**The task**
Reproduce every line of the items below as a numbered list, omitting the blank lines.

· · · · · · ·

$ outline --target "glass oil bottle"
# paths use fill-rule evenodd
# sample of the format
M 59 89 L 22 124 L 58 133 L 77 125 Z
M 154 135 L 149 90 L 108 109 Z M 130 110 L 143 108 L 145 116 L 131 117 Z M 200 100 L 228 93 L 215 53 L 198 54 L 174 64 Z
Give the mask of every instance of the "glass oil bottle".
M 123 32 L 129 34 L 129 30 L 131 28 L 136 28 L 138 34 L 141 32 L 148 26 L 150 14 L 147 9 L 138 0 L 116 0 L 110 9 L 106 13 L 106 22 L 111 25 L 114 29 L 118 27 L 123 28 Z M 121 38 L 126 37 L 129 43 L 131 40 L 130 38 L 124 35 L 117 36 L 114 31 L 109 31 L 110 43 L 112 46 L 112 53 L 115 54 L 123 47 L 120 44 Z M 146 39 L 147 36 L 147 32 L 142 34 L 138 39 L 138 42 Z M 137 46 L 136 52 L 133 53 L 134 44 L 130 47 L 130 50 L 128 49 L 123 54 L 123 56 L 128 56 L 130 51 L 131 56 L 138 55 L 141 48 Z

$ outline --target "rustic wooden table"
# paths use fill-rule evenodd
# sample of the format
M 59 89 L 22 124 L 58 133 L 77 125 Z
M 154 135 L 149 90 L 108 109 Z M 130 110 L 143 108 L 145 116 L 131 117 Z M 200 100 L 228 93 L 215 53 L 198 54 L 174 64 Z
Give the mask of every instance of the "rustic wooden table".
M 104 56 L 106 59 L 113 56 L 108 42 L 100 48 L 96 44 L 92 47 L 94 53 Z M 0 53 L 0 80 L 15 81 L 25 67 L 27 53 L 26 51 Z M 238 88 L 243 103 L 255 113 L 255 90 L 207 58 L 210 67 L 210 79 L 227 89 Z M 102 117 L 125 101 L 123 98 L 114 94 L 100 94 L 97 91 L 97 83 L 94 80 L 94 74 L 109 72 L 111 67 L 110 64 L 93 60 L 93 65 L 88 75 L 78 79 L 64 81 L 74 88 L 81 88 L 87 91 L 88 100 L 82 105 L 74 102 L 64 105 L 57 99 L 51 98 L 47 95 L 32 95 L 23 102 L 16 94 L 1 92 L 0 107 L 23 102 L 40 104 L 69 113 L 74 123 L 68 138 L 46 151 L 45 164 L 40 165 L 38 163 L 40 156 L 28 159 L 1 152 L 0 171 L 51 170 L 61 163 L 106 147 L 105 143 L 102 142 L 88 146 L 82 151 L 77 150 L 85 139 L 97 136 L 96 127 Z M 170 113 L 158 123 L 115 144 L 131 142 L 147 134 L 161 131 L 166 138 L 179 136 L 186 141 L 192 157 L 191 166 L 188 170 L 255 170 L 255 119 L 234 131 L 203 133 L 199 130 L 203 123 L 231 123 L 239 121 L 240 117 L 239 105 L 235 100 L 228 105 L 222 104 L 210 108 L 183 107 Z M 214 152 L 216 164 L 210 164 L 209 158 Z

· · · · · · ·

**The reply**
1. $ outline --target "glass oil bottle"
2. # paths use fill-rule evenodd
3. # sample of the format
4. M 59 89 L 22 124 L 58 133 L 77 125 Z
5. M 154 135 L 149 90 L 108 109 Z M 130 110 L 143 108 L 145 116 L 131 117 Z M 200 100 L 228 93 L 215 53 L 198 54 L 174 64 Z
6. Give the mask of every instance of the "glass oil bottle".
7. M 123 32 L 129 34 L 129 30 L 131 28 L 136 28 L 138 34 L 141 32 L 148 26 L 150 14 L 147 9 L 138 0 L 116 0 L 110 9 L 106 13 L 106 22 L 111 25 L 114 29 L 118 27 L 123 28 Z M 121 38 L 126 37 L 129 43 L 131 40 L 130 38 L 124 35 L 117 36 L 114 31 L 109 31 L 110 43 L 112 46 L 112 53 L 115 54 L 123 47 L 120 44 Z M 146 39 L 147 36 L 147 32 L 142 34 L 138 39 L 138 42 Z M 137 46 L 136 52 L 133 53 L 134 44 L 130 47 L 130 50 L 128 49 L 123 54 L 123 56 L 128 56 L 130 51 L 131 56 L 138 55 L 141 48 Z
8. $ outline --target "rustic wooden table"
9. # paths use fill-rule evenodd
10. # sample of the format
11. M 59 89 L 22 124 L 58 133 L 77 125 Z
12. M 154 135 L 149 90 L 108 109 Z M 130 110 L 143 108 L 145 116 L 131 117 Z M 200 100 L 228 93 L 215 53 L 198 54 L 174 64 Z
13. Give the mask of every instance of the "rustic wooden table".
14. M 104 56 L 106 59 L 113 56 L 108 42 L 100 48 L 96 44 L 92 47 L 94 53 Z M 0 53 L 0 80 L 15 81 L 25 67 L 27 53 L 26 51 Z M 238 88 L 243 103 L 255 113 L 255 90 L 207 58 L 210 67 L 210 79 L 227 89 Z M 102 117 L 125 101 L 123 98 L 114 94 L 100 94 L 97 91 L 97 83 L 94 80 L 94 74 L 109 72 L 111 67 L 110 64 L 93 60 L 93 65 L 88 75 L 78 79 L 64 81 L 74 88 L 81 88 L 87 91 L 88 100 L 82 105 L 74 102 L 64 105 L 57 99 L 51 98 L 47 95 L 32 95 L 23 102 L 16 94 L 1 92 L 0 107 L 23 102 L 40 104 L 69 113 L 74 123 L 68 138 L 46 151 L 45 164 L 40 165 L 38 163 L 40 156 L 28 159 L 1 152 L 0 171 L 51 170 L 61 163 L 106 147 L 105 143 L 102 142 L 88 146 L 82 151 L 77 150 L 85 139 L 97 136 L 96 127 Z M 170 113 L 158 123 L 115 144 L 131 142 L 147 134 L 161 131 L 166 138 L 179 136 L 186 141 L 192 157 L 191 166 L 188 170 L 255 170 L 255 119 L 234 131 L 203 133 L 199 130 L 203 123 L 231 123 L 239 121 L 240 117 L 239 105 L 235 100 L 228 105 L 222 104 L 210 108 L 183 107 Z M 214 152 L 216 164 L 210 164 L 209 158 Z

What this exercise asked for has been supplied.